→ **Your objective**: What appears in the data must be reproduced exactly.

Items from a dataset:
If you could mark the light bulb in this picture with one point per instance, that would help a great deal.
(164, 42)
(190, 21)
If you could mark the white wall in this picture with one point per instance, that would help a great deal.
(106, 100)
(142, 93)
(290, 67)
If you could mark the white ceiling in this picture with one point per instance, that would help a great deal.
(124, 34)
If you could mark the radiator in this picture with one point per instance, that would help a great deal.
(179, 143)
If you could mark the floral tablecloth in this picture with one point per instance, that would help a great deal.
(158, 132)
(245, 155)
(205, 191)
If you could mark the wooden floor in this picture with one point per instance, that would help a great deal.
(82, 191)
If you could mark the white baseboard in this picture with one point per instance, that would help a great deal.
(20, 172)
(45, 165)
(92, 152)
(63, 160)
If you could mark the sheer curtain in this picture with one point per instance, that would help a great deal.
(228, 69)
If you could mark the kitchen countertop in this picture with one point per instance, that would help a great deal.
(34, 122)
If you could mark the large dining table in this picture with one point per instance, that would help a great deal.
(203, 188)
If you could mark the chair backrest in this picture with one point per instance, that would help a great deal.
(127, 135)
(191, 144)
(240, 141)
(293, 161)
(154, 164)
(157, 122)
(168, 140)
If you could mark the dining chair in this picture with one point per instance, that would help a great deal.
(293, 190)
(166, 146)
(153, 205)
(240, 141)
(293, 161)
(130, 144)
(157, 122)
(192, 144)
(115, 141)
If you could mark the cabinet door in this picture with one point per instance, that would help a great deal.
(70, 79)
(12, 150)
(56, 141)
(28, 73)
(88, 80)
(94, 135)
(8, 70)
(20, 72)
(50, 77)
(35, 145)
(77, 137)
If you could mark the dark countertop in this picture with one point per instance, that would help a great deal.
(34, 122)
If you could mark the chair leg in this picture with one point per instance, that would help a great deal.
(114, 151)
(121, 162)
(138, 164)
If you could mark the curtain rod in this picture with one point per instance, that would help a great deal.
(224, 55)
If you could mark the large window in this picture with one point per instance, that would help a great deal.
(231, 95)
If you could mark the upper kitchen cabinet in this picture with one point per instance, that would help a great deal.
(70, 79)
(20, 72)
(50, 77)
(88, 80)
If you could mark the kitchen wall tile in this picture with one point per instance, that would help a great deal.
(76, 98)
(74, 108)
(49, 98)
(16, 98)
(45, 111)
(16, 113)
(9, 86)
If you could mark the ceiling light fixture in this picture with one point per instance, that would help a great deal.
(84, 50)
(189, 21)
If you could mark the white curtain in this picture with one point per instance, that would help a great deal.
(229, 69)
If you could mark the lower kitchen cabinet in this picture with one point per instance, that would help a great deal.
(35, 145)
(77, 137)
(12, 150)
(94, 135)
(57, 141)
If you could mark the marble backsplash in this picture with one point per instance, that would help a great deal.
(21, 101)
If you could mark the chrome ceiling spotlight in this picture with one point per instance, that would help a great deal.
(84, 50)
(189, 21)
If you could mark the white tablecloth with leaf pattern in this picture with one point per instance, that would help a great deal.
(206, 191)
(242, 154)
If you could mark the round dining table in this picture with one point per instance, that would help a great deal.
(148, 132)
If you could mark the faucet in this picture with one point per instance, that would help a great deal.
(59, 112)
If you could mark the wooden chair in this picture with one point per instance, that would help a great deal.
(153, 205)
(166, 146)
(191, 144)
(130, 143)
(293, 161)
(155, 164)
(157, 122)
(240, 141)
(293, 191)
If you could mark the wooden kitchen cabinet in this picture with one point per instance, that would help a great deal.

→ **Answer to the exercise**:
If you could mark the light bulb in this picture with one point per instance, that would help a great deal.
(164, 42)
(190, 21)
If you could mark the white wall in this picture with one point per instance, that would help a great deal.
(106, 100)
(142, 93)
(290, 67)
If you could mark the white ceiling in this picture with one point per instance, that would help a great deal.
(124, 34)
If you could mark the radiator in this picture with one point per instance, that would help a great deal.
(179, 143)
If you could mark the floral tablecloth in this picture with one point per instance, that would help a great deal.
(158, 132)
(245, 155)
(205, 191)
If you could mark the wooden floor in this picture with one point per instance, that would help a great deal.
(82, 191)
If you could mark the white baseboard in this picture with one point per instance, that would help a great deal.
(20, 172)
(45, 165)
(92, 152)
(63, 160)
If you could mark the sheer curtain in this picture with one point per instance, that would help a great deal.
(228, 69)
If you could mark the kitchen countertop in this picture with one point per instance, that would help a great deal.
(34, 122)
If you could mark the large dining table in this picture with one point per instance, that would help a great deal.
(203, 188)
If you could mark the chair backrest in this picture with one point per instance, that would help a great deal.
(127, 135)
(191, 144)
(240, 141)
(293, 161)
(154, 164)
(157, 122)
(168, 140)
If you could mark the dining chair in this picture with one point per instance, that would help a great deal.
(293, 190)
(166, 146)
(153, 205)
(240, 141)
(293, 161)
(130, 144)
(157, 122)
(192, 144)
(115, 141)
If you could mark the cabinet door in this picture with one point per instance, that would help a great deal.
(70, 79)
(12, 150)
(56, 141)
(28, 73)
(88, 80)
(94, 135)
(8, 70)
(20, 72)
(50, 77)
(35, 145)
(77, 137)
If you could mark the dark countertop in this picture with one point per instance, that would help a great deal.
(34, 122)
If you could mark the chair leg in this picture with one point per instance, that would help a great deal.
(114, 151)
(121, 162)
(138, 164)
If you could mark the curtain rod in this picture with one point per instance, that would help a great deal.
(224, 55)
If you could mark the large window in this picture with one point per instance, that would help a great deal.
(231, 95)
If you could mark the upper kitchen cabinet in this picture with one point per instance, that would help a great deal.
(70, 79)
(20, 72)
(50, 77)
(88, 80)
If you could mark the kitchen wall tile in this picture with one point per instance, that would help a great deal.
(76, 98)
(74, 108)
(49, 98)
(16, 98)
(45, 111)
(16, 113)
(9, 86)
If you could mark the ceiling light fixture in this picture with one point per instance, that would help a great deal.
(84, 50)
(189, 21)
If you could mark the white curtain in this picture with one point per instance, that would help a great deal.
(229, 69)
If you could mark the lower kitchen cabinet in this picture with one point per instance, that would help a great deal.
(35, 145)
(77, 137)
(12, 150)
(94, 135)
(57, 141)
If you could mark the marble backsplash in this picture with one point per instance, that would help a great deal.
(21, 101)
If you could mark the chrome ceiling spotlight in this picture with one point per instance, that would help a great deal.
(84, 50)
(189, 21)
If you could mark the white tablecloth with leaf pattern in this picture with one point per instance, that would help a great deal.
(206, 191)
(242, 154)
If you could mark the round dining table in this picture with one point per instance, that would help a great deal.
(148, 132)
If you could mark the faucet in this picture with one point per instance, that would help a great deal.
(59, 112)
If you could mark the wooden chair in this picture with one point per instance, that would help a great deal.
(153, 205)
(166, 146)
(191, 144)
(130, 143)
(293, 161)
(155, 164)
(157, 122)
(240, 141)
(293, 191)
If you could mark the wooden kitchen cabinet in this picture with one point per instance, that would help a great deal.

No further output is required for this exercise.